### Data for the task ###

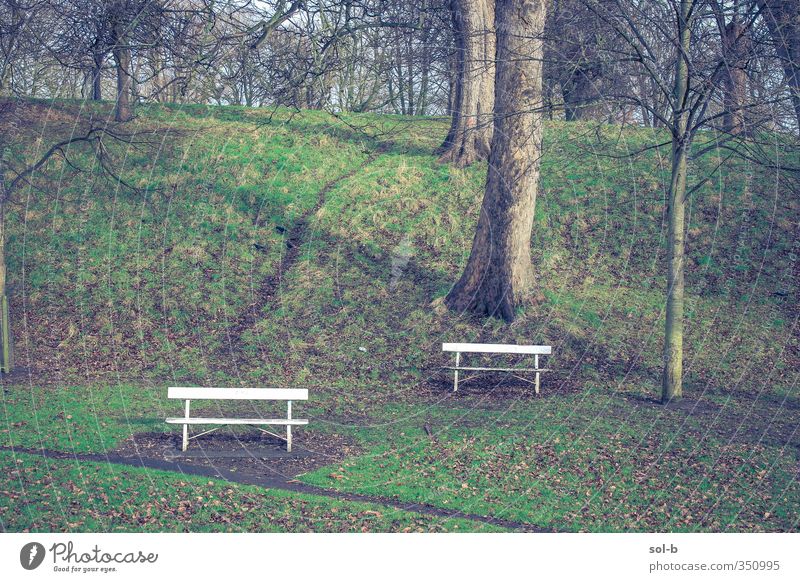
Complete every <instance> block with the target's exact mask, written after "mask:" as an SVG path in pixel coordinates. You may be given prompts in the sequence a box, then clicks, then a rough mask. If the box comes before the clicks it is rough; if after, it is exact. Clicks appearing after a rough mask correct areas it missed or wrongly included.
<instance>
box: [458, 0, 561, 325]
mask: <svg viewBox="0 0 800 582" xmlns="http://www.w3.org/2000/svg"><path fill="white" fill-rule="evenodd" d="M545 1H546V0H498V1H497V3H496V16H495V23H496V29H497V72H496V88H495V115H494V133H493V137H492V145H491V155H490V158H489V172H488V176H487V179H486V191H485V194H484V199H483V205H482V207H481V214H480V217H479V219H478V227H477V231H476V234H475V239H474V241H473V244H472V252H471V254H470V257H469V261H468V262H467V266H466V268H465V269H464V273H463V274H462V276H461V279H460V280H459V281H458V283H456V285H455V286H454V287H453V289H452V290H451V291H450V293H449V294H448V295H447V297H446V298H445V303H446V305H447V306H448V307H449V308H451V309H453V310H456V311H473V312H477V313H479V314H482V315H489V316H495V317H502V318H503V319H505V320H506V321H511V320H513V319H514V318H515V316H516V314H517V311H518V308H520V307H522V306H523V305H524V304H525V303H527V302H528V300H529V299H530V297H531V295H532V291H533V285H534V273H533V265H532V264H531V232H532V229H533V216H534V209H535V206H536V193H537V188H538V180H539V158H540V156H541V143H542V119H541V117H542V116H541V105H542V42H541V35H542V31H543V29H544V20H545Z"/></svg>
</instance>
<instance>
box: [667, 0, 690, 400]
mask: <svg viewBox="0 0 800 582" xmlns="http://www.w3.org/2000/svg"><path fill="white" fill-rule="evenodd" d="M692 4H693V0H681V13H680V17H679V23H678V38H679V42H680V47H681V51H679V53H678V55H677V62H676V65H675V86H674V94H673V113H672V121H673V138H672V177H671V180H670V187H669V206H668V208H667V221H668V224H669V226H668V234H667V246H668V248H667V261H668V272H667V309H666V311H667V313H666V315H667V321H666V326H665V330H664V374H663V378H662V386H661V402H662V403H665V404H666V403H667V402H669V401H670V400H673V399H676V398H681V397H682V396H683V292H684V287H683V268H684V254H685V240H684V215H685V206H686V201H685V197H686V178H687V175H686V174H687V162H688V153H689V147H690V139H689V137H690V136H689V131H688V122H689V119H688V116H689V113H688V110H687V100H688V94H689V64H688V61H687V57H686V55H688V54H689V48H690V45H689V43H690V41H691V37H690V34H691V23H690V22H689V14H690V12H691V10H692Z"/></svg>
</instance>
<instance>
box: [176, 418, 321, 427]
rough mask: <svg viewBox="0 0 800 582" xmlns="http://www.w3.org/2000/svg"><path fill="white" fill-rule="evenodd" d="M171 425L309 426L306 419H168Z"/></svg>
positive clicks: (267, 418) (217, 418)
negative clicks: (290, 419) (217, 424)
mask: <svg viewBox="0 0 800 582" xmlns="http://www.w3.org/2000/svg"><path fill="white" fill-rule="evenodd" d="M167 422H168V423H170V424H281V425H292V426H295V425H300V424H308V420H307V419H305V418H292V419H291V420H290V419H287V418H198V417H195V416H191V417H189V418H186V417H183V418H168V419H167Z"/></svg>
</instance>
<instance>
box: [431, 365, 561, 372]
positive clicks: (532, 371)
mask: <svg viewBox="0 0 800 582" xmlns="http://www.w3.org/2000/svg"><path fill="white" fill-rule="evenodd" d="M444 369H445V370H470V371H473V372H552V370H550V369H548V368H465V367H463V366H459V367H455V366H444Z"/></svg>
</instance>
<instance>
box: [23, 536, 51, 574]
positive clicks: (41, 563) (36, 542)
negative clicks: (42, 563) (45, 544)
mask: <svg viewBox="0 0 800 582" xmlns="http://www.w3.org/2000/svg"><path fill="white" fill-rule="evenodd" d="M44 556H45V551H44V546H43V545H42V544H40V543H39V542H30V543H27V544H25V545H24V546H22V549H21V550H20V551H19V563H20V564H21V565H22V567H23V568H25V569H26V570H35V569H36V568H38V567H39V566H41V565H42V562H43V561H44Z"/></svg>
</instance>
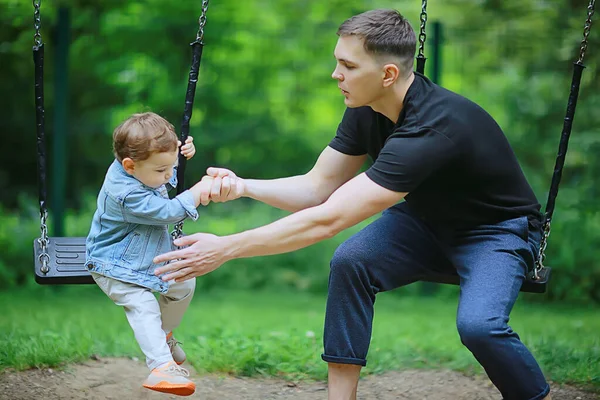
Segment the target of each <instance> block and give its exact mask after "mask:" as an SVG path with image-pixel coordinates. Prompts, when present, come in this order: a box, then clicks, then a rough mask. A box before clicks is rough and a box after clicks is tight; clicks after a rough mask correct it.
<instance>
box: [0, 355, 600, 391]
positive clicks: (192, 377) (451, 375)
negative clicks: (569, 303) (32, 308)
mask: <svg viewBox="0 0 600 400" xmlns="http://www.w3.org/2000/svg"><path fill="white" fill-rule="evenodd" d="M146 375H147V370H146V367H145V365H144V364H143V363H142V362H140V361H134V360H129V359H123V358H114V359H102V360H99V361H93V360H90V361H88V362H86V363H84V364H77V365H71V366H69V368H67V369H66V370H64V371H55V370H48V369H44V370H30V371H24V372H5V373H1V374H0V399H7V400H8V399H10V400H38V399H40V400H46V399H48V400H54V399H60V400H63V399H64V400H71V399H73V400H83V399H85V400H112V399H114V400H116V399H119V400H121V399H125V400H142V399H143V400H154V399H156V400H167V399H169V400H170V399H181V398H182V397H177V396H170V395H165V394H161V393H156V392H152V391H149V390H147V389H144V388H142V387H141V382H142V381H143V380H144V379H145V377H146ZM192 379H193V380H194V382H196V385H197V390H196V393H194V395H192V396H190V397H188V398H189V399H204V400H217V399H219V400H223V399H244V400H246V399H248V400H250V399H252V400H256V399H261V400H263V399H265V400H266V399H286V400H288V399H293V400H300V399H306V400H317V399H318V400H325V399H327V391H326V390H325V388H326V387H325V384H324V383H323V382H315V383H309V382H302V383H299V384H297V385H296V384H293V383H290V382H285V381H282V380H277V379H255V378H252V379H250V378H235V377H230V376H217V375H197V374H195V373H194V372H193V371H192ZM552 394H553V399H554V400H598V399H600V397H598V396H597V395H594V394H592V393H587V392H583V391H580V390H577V389H575V388H571V387H562V388H561V387H558V386H555V387H553V392H552ZM358 397H359V399H361V400H391V399H401V400H408V399H414V400H428V399H435V400H461V399H465V400H467V399H468V400H499V399H500V395H499V393H498V392H497V391H496V389H495V388H494V387H493V386H492V385H491V384H490V383H489V381H488V380H487V379H484V378H481V377H476V378H472V377H466V376H464V375H462V374H460V373H456V372H451V371H426V370H411V371H400V372H388V373H386V374H383V375H378V376H370V377H367V378H365V379H363V380H361V383H360V386H359V396H358Z"/></svg>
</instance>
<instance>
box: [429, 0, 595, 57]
mask: <svg viewBox="0 0 600 400" xmlns="http://www.w3.org/2000/svg"><path fill="white" fill-rule="evenodd" d="M594 1H595V0H594ZM420 19H421V31H420V33H419V55H418V57H423V50H424V48H425V39H426V38H427V35H426V34H425V24H426V23H427V0H423V2H422V4H421V15H420Z"/></svg>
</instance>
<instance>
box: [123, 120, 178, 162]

###

### To-do item
Write out all of the items above again, replacing every "negative clicks" with "excluding clicks" and changing nothing else. Leave the pictures out.

### Expected answer
Complete every <instance> block with the target's exact mask, written after "mask:" as an SVG path in pixel coordinates. You may be given prompts in the sequence a box, then clicks, then a rough mask. If the box comes before the clicks it is rough; if after, it is exact. Clicks appearing after a rough mask correct areas it missed or wrongly included.
<instance>
box: [458, 0, 561, 325]
mask: <svg viewBox="0 0 800 582" xmlns="http://www.w3.org/2000/svg"><path fill="white" fill-rule="evenodd" d="M545 1H546V0H498V1H497V3H496V16H495V23H496V29H497V72H496V88H495V115H494V133H493V137H492V145H491V155H490V158H489V172H488V176H487V179H486V191H485V194H484V199H483V205H482V207H481V214H480V217H479V219H478V227H477V231H476V234H475V239H474V241H473V244H472V252H471V254H470V257H469V261H468V262H467V266H466V268H465V269H464V273H463V274H462V276H461V279H460V280H459V281H458V283H456V285H455V286H454V287H453V289H452V290H451V291H450V293H449V294H448V295H447V297H446V298H445V303H446V305H447V306H448V307H449V308H451V309H453V310H456V311H473V312H477V313H479V314H482V315H489V316H495V317H502V318H503V319H505V320H506V321H511V320H513V319H514V318H515V316H516V314H517V311H518V308H520V307H522V306H523V305H524V304H525V303H527V302H528V300H529V299H530V297H531V295H532V291H533V285H534V273H533V265H532V264H531V232H532V229H533V216H534V209H535V206H536V193H537V188H538V180H539V158H540V156H541V143H542V119H541V117H542V116H541V105H542V42H541V35H542V31H543V29H544V20H545Z"/></svg>
</instance>
<instance>
box: [667, 0, 690, 400]
mask: <svg viewBox="0 0 800 582" xmlns="http://www.w3.org/2000/svg"><path fill="white" fill-rule="evenodd" d="M692 4H693V0H681V13H680V17H679V23H678V38H679V42H680V47H681V51H679V53H678V55H677V62H676V65H675V86H674V94H673V113H672V121H673V138H672V177H671V180H670V187H669V206H668V208H667V221H668V224H669V226H668V234H667V246H668V248H667V261H668V272H667V309H666V311H667V313H666V315H667V321H666V326H665V330H664V374H663V378H662V386H661V402H662V403H665V404H666V403H667V402H669V401H670V400H673V399H676V398H681V397H682V396H683V292H684V287H683V268H684V254H685V240H684V215H685V206H686V201H685V197H686V178H687V175H686V174H687V162H688V153H689V147H690V139H689V137H690V136H689V131H688V122H689V119H688V116H689V113H688V110H687V100H688V94H689V64H688V61H687V57H686V55H688V54H689V48H690V45H689V43H690V41H691V37H690V34H691V23H690V22H689V14H690V12H691V10H692Z"/></svg>
</instance>
<instance>
box: [176, 418, 321, 427]
rough mask: <svg viewBox="0 0 800 582" xmlns="http://www.w3.org/2000/svg"><path fill="white" fill-rule="evenodd" d="M171 425L309 426L306 419H168Z"/></svg>
positive clicks: (267, 418) (217, 418)
excluding clicks: (290, 419) (217, 424)
mask: <svg viewBox="0 0 800 582" xmlns="http://www.w3.org/2000/svg"><path fill="white" fill-rule="evenodd" d="M167 422H168V423H170V424H281V425H292V426H295V425H300V424H308V420H307V419H305V418H292V419H291V420H290V419H287V418H198V417H195V416H191V417H189V418H186V417H183V418H168V419H167Z"/></svg>
</instance>
<instance>
box: [431, 365, 561, 372]
positive clicks: (532, 371)
mask: <svg viewBox="0 0 800 582" xmlns="http://www.w3.org/2000/svg"><path fill="white" fill-rule="evenodd" d="M444 369H445V370H470V371H473V372H552V370H550V369H548V368H465V367H463V366H459V367H455V366H444Z"/></svg>
</instance>
<instance>
box: [23, 536, 51, 574]
positive clicks: (41, 563) (36, 542)
excluding clicks: (42, 563) (45, 544)
mask: <svg viewBox="0 0 800 582" xmlns="http://www.w3.org/2000/svg"><path fill="white" fill-rule="evenodd" d="M44 556H45V551H44V546H43V545H42V544H40V543H39V542H30V543H27V544H25V545H24V546H22V549H21V550H20V551H19V563H20V564H21V565H22V567H23V568H25V569H26V570H35V569H36V568H38V567H39V566H41V565H42V562H43V561H44Z"/></svg>
</instance>
Segment the target of each <instance> block and give its exact mask after "mask:" as an SVG path with image-pixel coordinates. Prompts, when present, come in this order: a box, then clicks, then a rough mask. A box before clicks is rough and a box after clicks is tight; clicks after a rough mask correct it.
<instance>
box: [0, 355, 600, 391]
positive clicks: (192, 377) (451, 375)
excluding clicks: (569, 303) (32, 308)
mask: <svg viewBox="0 0 600 400" xmlns="http://www.w3.org/2000/svg"><path fill="white" fill-rule="evenodd" d="M146 375H147V370H146V367H145V365H144V364H143V363H142V362H140V361H134V360H129V359H123V358H114V359H102V360H99V361H93V360H90V361H88V362H86V363H84V364H77V365H71V366H69V368H67V369H66V370H64V371H55V370H48V369H44V370H30V371H24V372H5V373H1V374H0V399H7V400H8V399H10V400H38V399H40V400H46V399H48V400H54V399H60V400H63V399H64V400H71V399H73V400H83V399H85V400H112V399H114V400H116V399H119V400H121V399H125V400H142V399H143V400H154V399H156V400H167V399H169V400H170V399H181V398H182V397H177V396H170V395H165V394H161V393H156V392H152V391H149V390H147V389H144V388H142V387H141V382H142V381H143V380H144V379H145V377H146ZM192 379H193V380H194V382H196V385H197V390H196V393H194V395H192V396H190V397H188V398H189V399H204V400H217V399H219V400H223V399H244V400H246V399H248V400H250V399H252V400H256V399H261V400H263V399H265V400H266V399H286V400H288V399H293V400H300V399H306V400H317V399H318V400H325V399H327V391H326V390H325V388H326V387H325V384H324V383H323V382H315V383H309V382H302V383H299V384H297V385H296V384H293V383H290V382H285V381H282V380H277V379H255V378H252V379H250V378H235V377H230V376H217V375H197V374H195V373H194V372H193V371H192ZM552 394H553V399H554V400H598V399H600V397H598V396H597V395H594V394H592V393H587V392H583V391H580V390H577V389H575V388H571V387H562V388H561V387H558V386H555V387H553V392H552ZM358 397H359V399H361V400H391V399H401V400H408V399H414V400H428V399H435V400H461V399H465V400H467V399H468V400H499V399H500V395H499V393H498V392H497V391H496V389H495V388H494V387H493V386H492V385H491V384H490V383H489V381H488V380H487V379H484V378H481V377H476V378H472V377H466V376H464V375H462V374H460V373H456V372H451V371H426V370H411V371H400V372H388V373H386V374H383V375H378V376H370V377H367V378H365V379H363V380H361V383H360V386H359V396H358Z"/></svg>
</instance>
<instance>
box: [429, 0, 595, 57]
mask: <svg viewBox="0 0 600 400" xmlns="http://www.w3.org/2000/svg"><path fill="white" fill-rule="evenodd" d="M594 1H595V0H594ZM420 19H421V31H420V33H419V55H418V57H423V50H424V48H425V39H426V38H427V35H426V34H425V24H426V23H427V0H423V2H422V4H421V15H420Z"/></svg>
</instance>
<instance>
box: [123, 120, 178, 162]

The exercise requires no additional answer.